* Request 1
Give back the part of the Paparazzi modules page below that opens with the words "Modules are used" and closes with "found on http://docs.paparazziuav.org/.", edited so that "subfolder" reads "directory".

* Selected excerpt
++++++++
Modules
Modules use code generation in order to allow people to use them by only editing the vehicle’s XML configuration
as opposed to changing/adding to the code of the autopilot. This makes the paparazzi build process highly configurable.
Typically, function calls are generated for initialization and in the main loop for timers
(periodic in Paparazzi slang) and events. The event and periodic functions of the Modules get called at the end of
event_task_ap and periodic_task_ap respectively.
Modules are used to configure all parts of Paparazzi other than the firmware sections.
The build configuration for each module is described using XML description language and the located in the
conf/modules subfolder. These modules implement not only the user implemented mission specific code but also the
low level drivers and subsystems.
sw/airborne/modules contains the mission specific software such as image processing, video recording or relay or
guidance commands.
Using existing modules
An autogenerated list of all the available modules in Paparazzi can be found on http://docs.paparazziuav.org/.
++++++++
* Request 2
Present the part of the records below that opens with the line containing "Question. Mark every instance of the blue" and closes with the line containing "x=395 y=640" as a numbered list, leaving out any blank lines.
++++++++
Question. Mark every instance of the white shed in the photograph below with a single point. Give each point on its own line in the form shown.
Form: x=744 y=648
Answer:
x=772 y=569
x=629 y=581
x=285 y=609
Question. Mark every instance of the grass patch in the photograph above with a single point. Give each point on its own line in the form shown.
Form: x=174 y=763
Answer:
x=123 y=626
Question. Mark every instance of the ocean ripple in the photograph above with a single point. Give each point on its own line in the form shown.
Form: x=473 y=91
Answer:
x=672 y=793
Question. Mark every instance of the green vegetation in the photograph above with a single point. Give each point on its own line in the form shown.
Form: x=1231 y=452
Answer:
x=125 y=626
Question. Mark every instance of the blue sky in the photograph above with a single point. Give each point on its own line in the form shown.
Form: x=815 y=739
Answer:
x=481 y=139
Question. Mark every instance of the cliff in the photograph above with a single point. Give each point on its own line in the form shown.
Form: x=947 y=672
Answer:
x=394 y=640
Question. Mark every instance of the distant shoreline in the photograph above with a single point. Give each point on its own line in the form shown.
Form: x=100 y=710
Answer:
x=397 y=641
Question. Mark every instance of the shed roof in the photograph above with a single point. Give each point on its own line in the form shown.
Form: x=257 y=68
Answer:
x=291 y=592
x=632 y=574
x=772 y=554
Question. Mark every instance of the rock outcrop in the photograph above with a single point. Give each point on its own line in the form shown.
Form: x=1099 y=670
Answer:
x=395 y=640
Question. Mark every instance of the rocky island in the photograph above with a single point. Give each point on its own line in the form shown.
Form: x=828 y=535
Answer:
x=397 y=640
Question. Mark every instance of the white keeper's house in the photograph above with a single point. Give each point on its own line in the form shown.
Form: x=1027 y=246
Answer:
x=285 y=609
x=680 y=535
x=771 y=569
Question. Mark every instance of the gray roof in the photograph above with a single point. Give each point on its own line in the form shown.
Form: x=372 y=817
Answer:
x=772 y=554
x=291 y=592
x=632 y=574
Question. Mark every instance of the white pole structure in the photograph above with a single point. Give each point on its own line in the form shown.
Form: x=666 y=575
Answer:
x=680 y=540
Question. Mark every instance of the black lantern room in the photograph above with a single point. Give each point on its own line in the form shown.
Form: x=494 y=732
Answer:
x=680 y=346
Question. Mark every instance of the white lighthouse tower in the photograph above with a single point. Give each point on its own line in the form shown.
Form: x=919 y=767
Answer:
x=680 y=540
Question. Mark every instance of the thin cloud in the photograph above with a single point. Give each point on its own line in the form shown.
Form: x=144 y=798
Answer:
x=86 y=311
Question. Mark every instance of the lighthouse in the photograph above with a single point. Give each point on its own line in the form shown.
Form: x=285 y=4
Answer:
++++++++
* Complete response 1
Modules are used to configure all parts of Paparazzi other than the firmware sections.
The build configuration for each module is described using XML description language and the located in the
conf/modules directory. These modules implement not only the user implemented mission specific code but also the
low level drivers and subsystems.
sw/airborne/modules contains the mission specific software such as image processing, video recording or relay or
guidance commands.
Using existing modules
An autogenerated list of all the available modules in Paparazzi can be found on http://docs.paparazziuav.org/.

* Complete response 2
1. Question. Mark every instance of the blue sky in the photograph above with a single point. Give each point on its own line in the form shown.
2. Form: x=815 y=739
3. Answer:
4. x=481 y=139
5. Question. Mark every instance of the cliff in the photograph above with a single point. Give each point on its own line in the form shown.
6. Form: x=947 y=672
7. Answer:
8. x=394 y=640
9. Question. Mark every instance of the distant shoreline in the photograph above with a single point. Give each point on its own line in the form shown.
10. Form: x=100 y=710
11. Answer:
12. x=397 y=641
13. Question. Mark every instance of the shed roof in the photograph above with a single point. Give each point on its own line in the form shown.
14. Form: x=257 y=68
15. Answer:
16. x=291 y=592
17. x=632 y=574
18. x=772 y=554
19. Question. Mark every instance of the rock outcrop in the photograph above with a single point. Give each point on its own line in the form shown.
20. Form: x=1099 y=670
21. Answer:
22. x=395 y=640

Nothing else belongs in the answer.